Directions for this task -
Decide whether each statement agrees with the essay below on being thankful to have been a teacher. For each, answer yes or no and quote the deciding words of the essay.
1. The writer first sent a children's book to a publisher at age 8.
2. The writer calls social media management the most complicated and intense job held.
3. The writer regrets having had so many careers.

Text excerpt -
-*-*-

Archived Opinion

Thankful to have been a teacher

Thankful to have been a teacher

At 37, I’m still sorting out what I want to be when I grow up. 

When I was 8, I sent a children’s book to a publisher in Raleigh. Last Tuesday, I submitted a children’s book to several publishers. In between those two submission dates, I have been a waitress, sales associate, school psychologist, English teacher, essential oil distributor, instructional coach, social media manager and writer.

My childhood self knew more about me than I realized. Had I followed my intuition back then, I could have saved a lot of time and money.  

But life is a beautiful, messy journey and I will never lament my long string of careers. I thoroughly enjoyed all of them for different reasons, but of all the jobs I’ve had, teaching was the most complicated and intense. While all of my professional endeavors possessed quirks and challenges, nothing has compared to managing the stresses of teaching while simultaneously working to inspire 105 middle schoolers in an eight- or nine-hour span of time.

-*-*-

Dataset rows -
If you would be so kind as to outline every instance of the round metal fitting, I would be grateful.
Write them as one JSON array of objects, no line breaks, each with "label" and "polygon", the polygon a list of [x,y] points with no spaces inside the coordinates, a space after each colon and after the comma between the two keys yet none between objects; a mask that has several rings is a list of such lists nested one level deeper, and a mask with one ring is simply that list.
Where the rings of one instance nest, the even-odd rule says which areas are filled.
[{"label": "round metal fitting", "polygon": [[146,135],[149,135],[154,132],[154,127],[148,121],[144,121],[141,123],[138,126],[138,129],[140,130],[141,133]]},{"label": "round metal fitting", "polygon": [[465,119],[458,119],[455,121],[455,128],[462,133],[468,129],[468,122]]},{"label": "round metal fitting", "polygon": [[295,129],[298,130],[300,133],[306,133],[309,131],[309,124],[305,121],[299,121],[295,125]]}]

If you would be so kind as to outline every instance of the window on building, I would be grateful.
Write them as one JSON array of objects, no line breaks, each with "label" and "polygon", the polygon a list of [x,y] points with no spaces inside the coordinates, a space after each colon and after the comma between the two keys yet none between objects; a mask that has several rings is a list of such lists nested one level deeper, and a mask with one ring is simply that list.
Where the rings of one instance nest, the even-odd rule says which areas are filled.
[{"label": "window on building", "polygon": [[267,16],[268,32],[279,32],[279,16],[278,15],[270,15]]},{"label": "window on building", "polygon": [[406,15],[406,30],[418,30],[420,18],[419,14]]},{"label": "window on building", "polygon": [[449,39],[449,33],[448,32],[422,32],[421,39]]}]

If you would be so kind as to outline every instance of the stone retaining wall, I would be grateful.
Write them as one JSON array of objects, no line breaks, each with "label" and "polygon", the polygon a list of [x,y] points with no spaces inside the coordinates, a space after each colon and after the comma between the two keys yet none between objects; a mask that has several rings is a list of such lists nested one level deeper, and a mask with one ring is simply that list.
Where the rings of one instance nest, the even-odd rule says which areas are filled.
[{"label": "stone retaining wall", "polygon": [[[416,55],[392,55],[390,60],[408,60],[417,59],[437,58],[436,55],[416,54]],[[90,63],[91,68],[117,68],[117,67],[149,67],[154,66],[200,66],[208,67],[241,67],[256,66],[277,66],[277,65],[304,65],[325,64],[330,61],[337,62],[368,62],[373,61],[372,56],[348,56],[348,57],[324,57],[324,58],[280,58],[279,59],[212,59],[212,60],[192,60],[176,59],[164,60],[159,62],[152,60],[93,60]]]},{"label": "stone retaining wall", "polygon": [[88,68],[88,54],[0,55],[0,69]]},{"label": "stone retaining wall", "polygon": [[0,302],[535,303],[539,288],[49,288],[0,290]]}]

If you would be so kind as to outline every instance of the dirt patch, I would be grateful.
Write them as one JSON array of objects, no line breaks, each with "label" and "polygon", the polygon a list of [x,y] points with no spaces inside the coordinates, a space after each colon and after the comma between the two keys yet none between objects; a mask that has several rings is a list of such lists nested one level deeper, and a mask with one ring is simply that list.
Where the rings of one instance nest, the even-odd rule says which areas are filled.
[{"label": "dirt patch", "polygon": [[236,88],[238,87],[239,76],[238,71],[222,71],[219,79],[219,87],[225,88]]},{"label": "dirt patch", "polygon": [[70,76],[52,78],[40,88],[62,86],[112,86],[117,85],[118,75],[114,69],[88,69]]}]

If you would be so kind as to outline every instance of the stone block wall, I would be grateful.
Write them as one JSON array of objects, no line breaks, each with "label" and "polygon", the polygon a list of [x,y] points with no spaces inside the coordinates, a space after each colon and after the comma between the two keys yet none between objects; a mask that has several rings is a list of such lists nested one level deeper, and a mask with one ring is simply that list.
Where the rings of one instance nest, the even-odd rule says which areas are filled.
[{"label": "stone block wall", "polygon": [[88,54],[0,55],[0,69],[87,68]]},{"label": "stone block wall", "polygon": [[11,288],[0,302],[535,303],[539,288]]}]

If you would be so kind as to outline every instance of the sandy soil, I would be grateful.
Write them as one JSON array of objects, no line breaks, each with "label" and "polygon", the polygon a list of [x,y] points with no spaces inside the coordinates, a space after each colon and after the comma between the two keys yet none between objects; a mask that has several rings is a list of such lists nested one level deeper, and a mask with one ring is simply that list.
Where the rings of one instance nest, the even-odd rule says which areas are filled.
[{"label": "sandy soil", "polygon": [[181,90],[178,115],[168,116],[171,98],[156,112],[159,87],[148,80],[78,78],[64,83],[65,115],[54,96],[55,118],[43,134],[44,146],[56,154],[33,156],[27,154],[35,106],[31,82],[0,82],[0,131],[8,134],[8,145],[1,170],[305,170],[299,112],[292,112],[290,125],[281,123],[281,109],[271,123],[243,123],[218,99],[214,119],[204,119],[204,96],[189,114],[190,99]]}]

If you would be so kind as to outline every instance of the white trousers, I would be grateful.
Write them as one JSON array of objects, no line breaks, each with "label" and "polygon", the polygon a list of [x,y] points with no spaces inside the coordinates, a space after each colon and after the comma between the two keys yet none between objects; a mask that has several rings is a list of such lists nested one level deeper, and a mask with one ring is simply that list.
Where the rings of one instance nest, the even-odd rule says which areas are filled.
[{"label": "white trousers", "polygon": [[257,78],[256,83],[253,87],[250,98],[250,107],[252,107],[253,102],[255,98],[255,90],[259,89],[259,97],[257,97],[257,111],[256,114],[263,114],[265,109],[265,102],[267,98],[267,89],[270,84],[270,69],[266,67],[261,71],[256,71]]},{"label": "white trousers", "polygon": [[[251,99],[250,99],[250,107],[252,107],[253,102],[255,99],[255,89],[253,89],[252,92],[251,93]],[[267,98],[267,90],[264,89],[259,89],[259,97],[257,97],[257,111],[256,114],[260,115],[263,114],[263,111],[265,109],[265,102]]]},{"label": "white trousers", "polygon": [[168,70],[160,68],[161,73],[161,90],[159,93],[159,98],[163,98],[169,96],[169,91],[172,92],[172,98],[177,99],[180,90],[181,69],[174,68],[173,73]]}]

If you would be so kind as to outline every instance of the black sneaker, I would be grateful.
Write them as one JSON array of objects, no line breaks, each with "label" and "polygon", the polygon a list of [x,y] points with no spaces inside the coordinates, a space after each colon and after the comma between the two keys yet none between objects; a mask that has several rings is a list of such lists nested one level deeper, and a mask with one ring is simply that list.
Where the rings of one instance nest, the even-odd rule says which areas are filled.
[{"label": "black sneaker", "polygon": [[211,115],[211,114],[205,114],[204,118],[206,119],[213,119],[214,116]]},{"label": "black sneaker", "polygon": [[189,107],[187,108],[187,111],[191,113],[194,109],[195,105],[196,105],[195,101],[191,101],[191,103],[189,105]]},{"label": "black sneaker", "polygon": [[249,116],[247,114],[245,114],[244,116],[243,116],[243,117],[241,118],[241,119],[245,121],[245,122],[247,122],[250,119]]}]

-*-*-

Solution to this problem -
1. Yes: "When I was 8, I sent a children’s book to a publisher in Raleigh."
2. No: "teaching was the most complicated and intense."
3. No: "I will never lament my long string of careers."